_Stated task 1_
List the digital preservation themes that the Bake Off Challenge text below gives as examples.

Digital Preservation Bake Off Challenge
Are you ready to face the challenge !?
Introduction
The Digital Preservation Bake Off Challenge is framed as an open, light-hearted competition in which solution providers, developers and coders can demonstrate their products and tools while allowing participants to observe the process and verify the claims they make.
There’s no actual baking.
The term ‘Bake Off’ describes a technology showcase in which a group of ‘judges’ (‘tasting panel’) provide a common challenge, based on a common set of inputs and requirements, to a group of technologists (‘bakers’). The requirements are based on real-world situations which are of wide enough relevance to be recognized by the global digital preservation community. They relate to any number of digital preservation themes, such as integrating digital preservation into line-of-business systems, thorny content types, metadata extraction and handling, meeting user requirements, scaling up, web-archiving, or achieving greater efficiencies while not sacrificing quality of outcomes. They relate to end-to-end systems produced by large teams as well as to specific tools and applications from individual hackers and developers.
The Great Digital Preservation Bake Off will be staged in three rounds, which, perhaps inevitably, we are describing as ‘Courses’:
- The Starter Course includes all the actions that happen before a digital object is transferred to or ingested into an archive repository;
- The Main Course includes actions once a collection has been transferred into an archive repository;
- The Dessert Course concerns all aspects of access and user engagement with data that has been preserved.
Challengers are welcome to participate in as many courses as they like. Each course involves a series of tasks to be performed with a common menu of ingredients in front of an expert ‘Tasting Panel’ comprising digital preservation experts drawn from the iPres Program Committee and audience.

_Excerpted records_
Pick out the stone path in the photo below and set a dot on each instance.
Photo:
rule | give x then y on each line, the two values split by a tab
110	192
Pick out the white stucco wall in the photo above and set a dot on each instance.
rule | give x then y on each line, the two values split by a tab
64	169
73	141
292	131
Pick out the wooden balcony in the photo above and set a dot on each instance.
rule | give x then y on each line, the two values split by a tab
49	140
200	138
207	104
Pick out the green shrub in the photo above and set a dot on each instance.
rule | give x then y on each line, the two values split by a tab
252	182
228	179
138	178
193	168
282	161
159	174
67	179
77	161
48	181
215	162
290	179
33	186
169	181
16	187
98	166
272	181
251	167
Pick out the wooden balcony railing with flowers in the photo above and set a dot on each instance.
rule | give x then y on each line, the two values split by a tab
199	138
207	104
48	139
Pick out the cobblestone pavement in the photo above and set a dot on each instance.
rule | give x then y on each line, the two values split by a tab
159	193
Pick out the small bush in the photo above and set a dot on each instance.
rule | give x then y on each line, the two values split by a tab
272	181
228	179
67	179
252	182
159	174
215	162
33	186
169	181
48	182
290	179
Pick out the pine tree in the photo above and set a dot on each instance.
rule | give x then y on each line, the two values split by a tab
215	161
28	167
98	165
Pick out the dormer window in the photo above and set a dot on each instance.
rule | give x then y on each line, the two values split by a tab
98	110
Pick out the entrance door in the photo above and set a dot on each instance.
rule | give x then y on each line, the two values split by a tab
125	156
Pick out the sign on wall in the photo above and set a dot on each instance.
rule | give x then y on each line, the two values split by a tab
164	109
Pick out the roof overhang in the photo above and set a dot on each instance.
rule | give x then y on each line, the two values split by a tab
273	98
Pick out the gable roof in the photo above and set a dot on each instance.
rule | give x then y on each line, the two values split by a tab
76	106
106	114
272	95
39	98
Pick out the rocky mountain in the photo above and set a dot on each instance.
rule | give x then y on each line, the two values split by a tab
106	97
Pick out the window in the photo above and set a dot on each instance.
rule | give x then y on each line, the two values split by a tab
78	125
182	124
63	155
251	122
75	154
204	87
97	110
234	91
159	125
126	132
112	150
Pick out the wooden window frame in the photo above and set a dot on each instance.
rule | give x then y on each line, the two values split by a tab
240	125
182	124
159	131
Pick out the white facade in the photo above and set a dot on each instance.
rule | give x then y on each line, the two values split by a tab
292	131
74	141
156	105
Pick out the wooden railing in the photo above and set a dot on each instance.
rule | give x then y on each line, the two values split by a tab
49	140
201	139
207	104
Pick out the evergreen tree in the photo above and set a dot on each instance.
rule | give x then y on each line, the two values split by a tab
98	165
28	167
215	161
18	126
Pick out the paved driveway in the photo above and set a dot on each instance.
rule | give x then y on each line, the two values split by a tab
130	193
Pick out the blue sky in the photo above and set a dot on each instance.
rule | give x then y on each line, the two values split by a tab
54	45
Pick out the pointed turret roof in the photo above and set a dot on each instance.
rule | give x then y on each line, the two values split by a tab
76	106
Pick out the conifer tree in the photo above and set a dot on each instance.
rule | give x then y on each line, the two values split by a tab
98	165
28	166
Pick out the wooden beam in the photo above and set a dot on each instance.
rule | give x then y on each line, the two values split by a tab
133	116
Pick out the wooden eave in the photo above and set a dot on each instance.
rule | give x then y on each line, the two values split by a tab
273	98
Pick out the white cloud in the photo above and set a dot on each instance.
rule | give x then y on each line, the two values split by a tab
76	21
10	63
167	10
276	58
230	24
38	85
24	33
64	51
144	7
--
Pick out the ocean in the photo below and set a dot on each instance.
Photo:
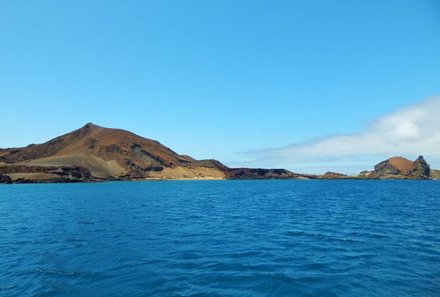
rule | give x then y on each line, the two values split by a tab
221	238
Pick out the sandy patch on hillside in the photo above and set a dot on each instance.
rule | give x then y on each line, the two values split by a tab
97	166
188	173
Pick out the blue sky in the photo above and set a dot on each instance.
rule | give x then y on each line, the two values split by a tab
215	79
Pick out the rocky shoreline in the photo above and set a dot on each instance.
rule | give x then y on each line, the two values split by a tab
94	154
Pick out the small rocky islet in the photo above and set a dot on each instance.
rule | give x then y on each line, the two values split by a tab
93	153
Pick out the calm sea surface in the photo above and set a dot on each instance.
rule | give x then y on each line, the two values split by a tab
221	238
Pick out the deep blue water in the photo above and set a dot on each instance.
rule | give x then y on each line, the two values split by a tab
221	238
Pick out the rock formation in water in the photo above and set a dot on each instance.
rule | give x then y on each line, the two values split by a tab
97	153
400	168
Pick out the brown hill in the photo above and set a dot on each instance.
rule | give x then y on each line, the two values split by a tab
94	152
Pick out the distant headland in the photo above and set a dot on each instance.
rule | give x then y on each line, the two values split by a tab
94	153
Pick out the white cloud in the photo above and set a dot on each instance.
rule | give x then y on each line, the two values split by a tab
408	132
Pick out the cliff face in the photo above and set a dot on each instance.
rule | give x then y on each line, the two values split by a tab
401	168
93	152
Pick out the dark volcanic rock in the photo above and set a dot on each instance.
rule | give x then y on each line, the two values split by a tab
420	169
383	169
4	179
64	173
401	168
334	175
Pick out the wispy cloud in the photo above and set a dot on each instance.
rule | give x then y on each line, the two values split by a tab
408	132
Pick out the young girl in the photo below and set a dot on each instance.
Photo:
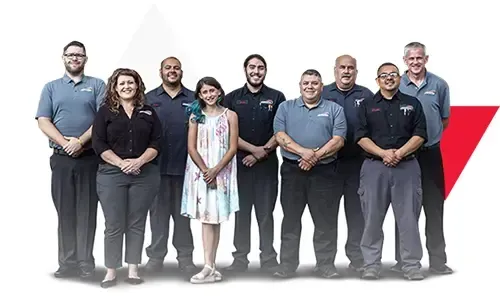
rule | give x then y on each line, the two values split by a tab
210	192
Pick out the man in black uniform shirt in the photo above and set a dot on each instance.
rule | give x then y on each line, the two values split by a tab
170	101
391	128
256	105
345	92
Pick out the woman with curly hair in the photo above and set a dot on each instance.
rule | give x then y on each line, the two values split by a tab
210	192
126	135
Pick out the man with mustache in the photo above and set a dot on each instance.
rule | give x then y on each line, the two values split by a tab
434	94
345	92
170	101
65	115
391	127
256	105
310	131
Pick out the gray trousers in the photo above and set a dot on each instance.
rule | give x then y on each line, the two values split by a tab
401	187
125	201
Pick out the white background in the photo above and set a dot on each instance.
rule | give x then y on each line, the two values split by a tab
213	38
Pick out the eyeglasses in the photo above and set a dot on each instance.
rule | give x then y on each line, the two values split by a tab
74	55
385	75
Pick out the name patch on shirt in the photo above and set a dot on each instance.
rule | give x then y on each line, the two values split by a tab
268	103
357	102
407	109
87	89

_Stated task 2_
Gather every line in the records above that contains the word "small".

_Task output 1_
- integrating digital preservation into line-of-business systems
- thorny content types
- metadata extraction and handling
- meeting user requirements
- scaling up
- web-archiving
- achieving greater efficiencies while not sacrificing quality of outcomes

_Task output 2_
Pick out the small bush in the photo above and set a dot on each instance.
Pick out the small rocky islet in the photo above and set a dot on each instance.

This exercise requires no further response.